>> Begin

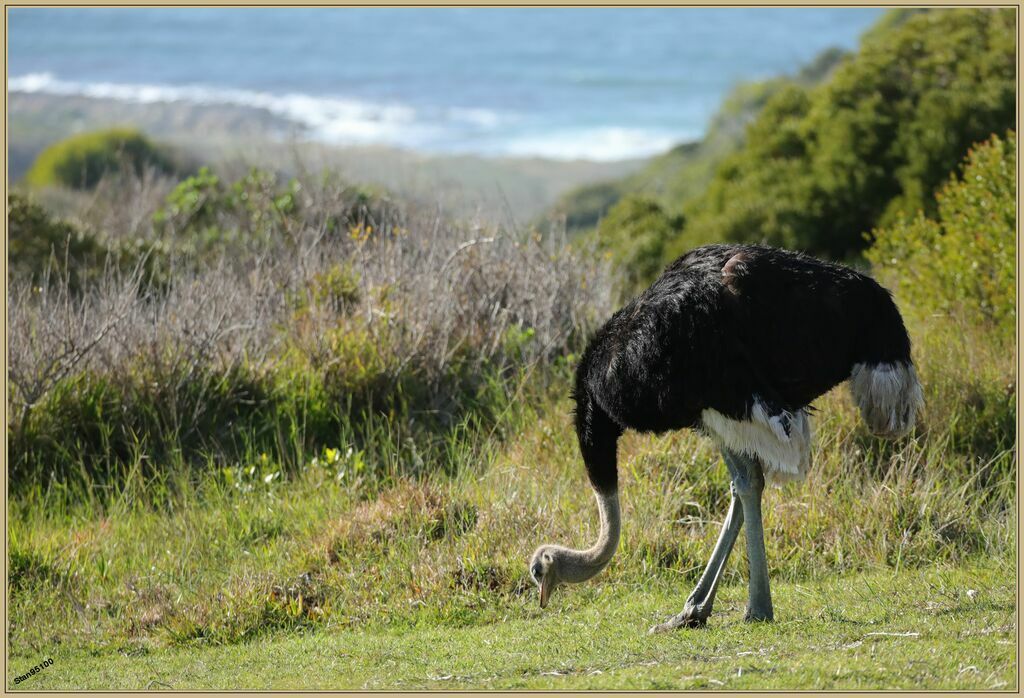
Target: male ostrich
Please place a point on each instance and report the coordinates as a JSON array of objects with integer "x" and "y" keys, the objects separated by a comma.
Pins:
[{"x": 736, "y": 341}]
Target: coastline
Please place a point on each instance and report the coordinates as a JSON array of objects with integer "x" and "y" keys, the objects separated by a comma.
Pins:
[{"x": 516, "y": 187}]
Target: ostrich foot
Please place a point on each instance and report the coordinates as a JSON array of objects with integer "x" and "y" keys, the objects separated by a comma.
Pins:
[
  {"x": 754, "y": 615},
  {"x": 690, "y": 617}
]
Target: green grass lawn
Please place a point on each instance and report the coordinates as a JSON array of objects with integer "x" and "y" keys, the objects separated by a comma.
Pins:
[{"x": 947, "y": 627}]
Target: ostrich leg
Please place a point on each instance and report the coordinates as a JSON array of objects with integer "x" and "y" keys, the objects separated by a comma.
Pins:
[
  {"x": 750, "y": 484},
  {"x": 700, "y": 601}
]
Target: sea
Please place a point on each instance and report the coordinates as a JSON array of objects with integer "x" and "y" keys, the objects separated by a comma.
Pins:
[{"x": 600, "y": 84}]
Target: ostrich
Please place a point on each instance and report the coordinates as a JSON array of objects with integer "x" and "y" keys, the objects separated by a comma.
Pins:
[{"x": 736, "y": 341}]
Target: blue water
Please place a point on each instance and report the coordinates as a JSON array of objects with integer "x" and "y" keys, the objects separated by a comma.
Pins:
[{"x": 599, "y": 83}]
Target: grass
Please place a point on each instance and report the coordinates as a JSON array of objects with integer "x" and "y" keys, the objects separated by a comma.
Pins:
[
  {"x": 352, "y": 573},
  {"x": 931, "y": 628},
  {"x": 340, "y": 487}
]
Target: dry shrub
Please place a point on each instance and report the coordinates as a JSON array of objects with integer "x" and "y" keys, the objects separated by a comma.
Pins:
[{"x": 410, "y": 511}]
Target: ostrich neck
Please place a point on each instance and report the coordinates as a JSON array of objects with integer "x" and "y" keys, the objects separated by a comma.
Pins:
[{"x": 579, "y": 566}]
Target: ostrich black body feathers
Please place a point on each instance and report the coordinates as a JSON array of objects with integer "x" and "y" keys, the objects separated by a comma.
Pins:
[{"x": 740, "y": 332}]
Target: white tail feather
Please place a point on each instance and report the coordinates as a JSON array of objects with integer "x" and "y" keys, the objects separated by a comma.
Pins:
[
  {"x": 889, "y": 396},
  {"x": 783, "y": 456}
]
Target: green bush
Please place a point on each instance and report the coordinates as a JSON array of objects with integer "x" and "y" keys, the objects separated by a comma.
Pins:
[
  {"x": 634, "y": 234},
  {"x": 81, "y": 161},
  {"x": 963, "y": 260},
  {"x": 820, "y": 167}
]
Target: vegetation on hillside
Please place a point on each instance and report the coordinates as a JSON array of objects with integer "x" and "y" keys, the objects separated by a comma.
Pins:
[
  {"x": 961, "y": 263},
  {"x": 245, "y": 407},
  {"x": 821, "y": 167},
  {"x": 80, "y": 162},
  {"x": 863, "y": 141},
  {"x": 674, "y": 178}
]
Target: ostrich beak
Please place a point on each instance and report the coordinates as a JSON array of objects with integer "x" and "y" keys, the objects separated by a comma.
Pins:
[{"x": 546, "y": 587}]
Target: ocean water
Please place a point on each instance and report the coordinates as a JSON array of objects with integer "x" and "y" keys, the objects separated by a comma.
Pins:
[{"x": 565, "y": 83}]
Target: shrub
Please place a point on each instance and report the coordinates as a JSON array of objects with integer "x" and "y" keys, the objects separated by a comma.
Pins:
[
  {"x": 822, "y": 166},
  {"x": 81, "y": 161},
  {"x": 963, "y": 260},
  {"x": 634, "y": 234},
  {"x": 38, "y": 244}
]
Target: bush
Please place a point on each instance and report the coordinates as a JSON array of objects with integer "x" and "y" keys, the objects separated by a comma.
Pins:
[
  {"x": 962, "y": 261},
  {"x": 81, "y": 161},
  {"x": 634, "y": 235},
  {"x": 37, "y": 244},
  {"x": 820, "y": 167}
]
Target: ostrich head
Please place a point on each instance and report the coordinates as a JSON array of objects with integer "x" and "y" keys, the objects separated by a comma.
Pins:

>> End
>> Begin

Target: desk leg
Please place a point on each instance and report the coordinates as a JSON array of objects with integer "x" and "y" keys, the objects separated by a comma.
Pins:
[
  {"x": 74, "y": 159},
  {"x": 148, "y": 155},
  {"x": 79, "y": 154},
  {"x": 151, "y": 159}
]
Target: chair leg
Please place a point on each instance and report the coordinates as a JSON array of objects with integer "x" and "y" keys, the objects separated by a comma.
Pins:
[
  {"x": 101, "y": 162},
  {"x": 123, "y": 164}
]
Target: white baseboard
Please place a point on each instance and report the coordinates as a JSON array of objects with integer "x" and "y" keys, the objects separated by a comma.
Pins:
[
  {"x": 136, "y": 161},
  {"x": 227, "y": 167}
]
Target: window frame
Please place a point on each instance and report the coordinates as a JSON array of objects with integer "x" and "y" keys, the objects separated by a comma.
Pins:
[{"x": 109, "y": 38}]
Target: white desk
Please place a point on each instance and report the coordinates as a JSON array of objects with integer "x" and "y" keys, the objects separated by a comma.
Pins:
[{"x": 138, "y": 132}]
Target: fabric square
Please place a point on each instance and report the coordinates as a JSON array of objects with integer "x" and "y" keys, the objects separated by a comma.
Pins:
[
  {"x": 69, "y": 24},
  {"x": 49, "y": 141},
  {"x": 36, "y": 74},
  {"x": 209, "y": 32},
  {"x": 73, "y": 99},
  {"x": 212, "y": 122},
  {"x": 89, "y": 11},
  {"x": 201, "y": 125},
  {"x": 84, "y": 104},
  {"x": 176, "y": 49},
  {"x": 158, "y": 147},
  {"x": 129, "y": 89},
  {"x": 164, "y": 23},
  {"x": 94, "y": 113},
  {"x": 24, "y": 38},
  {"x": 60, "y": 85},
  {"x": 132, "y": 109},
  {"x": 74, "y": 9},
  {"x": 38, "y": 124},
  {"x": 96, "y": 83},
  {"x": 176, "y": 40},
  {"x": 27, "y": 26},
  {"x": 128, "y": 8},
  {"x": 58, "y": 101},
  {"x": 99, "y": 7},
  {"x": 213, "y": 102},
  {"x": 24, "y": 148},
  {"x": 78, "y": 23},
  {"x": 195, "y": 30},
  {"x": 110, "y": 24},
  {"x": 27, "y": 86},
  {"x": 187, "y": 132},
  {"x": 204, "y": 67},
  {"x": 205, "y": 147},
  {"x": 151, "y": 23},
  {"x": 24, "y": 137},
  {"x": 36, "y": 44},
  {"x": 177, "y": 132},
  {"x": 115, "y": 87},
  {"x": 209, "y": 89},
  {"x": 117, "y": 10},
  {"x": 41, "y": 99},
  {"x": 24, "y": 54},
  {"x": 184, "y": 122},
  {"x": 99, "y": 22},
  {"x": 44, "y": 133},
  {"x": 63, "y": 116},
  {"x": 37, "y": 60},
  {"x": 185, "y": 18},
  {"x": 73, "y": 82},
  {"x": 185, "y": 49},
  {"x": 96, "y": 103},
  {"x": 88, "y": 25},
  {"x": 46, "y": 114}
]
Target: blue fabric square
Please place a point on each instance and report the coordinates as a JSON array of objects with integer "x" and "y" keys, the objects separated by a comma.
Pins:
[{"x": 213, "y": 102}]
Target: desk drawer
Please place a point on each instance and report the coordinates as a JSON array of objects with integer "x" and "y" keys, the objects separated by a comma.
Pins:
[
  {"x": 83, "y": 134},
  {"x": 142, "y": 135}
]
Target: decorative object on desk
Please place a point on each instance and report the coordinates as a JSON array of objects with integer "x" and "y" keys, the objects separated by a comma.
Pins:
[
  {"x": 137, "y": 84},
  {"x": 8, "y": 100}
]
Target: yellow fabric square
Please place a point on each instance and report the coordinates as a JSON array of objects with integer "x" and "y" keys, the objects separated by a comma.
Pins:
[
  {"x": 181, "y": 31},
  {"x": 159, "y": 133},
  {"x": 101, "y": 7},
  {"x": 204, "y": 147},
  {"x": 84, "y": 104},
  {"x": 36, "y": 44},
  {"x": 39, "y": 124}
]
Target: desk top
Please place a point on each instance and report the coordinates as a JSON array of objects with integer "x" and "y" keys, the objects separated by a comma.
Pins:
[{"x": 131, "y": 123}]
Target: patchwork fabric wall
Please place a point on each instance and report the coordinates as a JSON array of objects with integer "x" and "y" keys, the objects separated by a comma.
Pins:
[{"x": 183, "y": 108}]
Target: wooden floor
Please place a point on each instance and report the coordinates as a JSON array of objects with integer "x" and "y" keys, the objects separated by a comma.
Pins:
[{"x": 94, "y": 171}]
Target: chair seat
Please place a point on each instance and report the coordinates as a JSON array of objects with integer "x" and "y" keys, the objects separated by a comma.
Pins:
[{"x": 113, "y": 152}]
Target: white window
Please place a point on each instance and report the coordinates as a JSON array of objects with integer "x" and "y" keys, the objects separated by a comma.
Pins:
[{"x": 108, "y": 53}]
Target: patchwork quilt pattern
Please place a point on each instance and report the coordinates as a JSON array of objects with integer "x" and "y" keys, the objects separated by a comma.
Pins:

>> End

EXERCISE GOAL: Find every line in the data that contains the string "white", matching case exactly, and copy each of those lines.

SOLUTION BELOW:
Target: white tail feather
Target: white baseboard
Target: white desk
Target: white window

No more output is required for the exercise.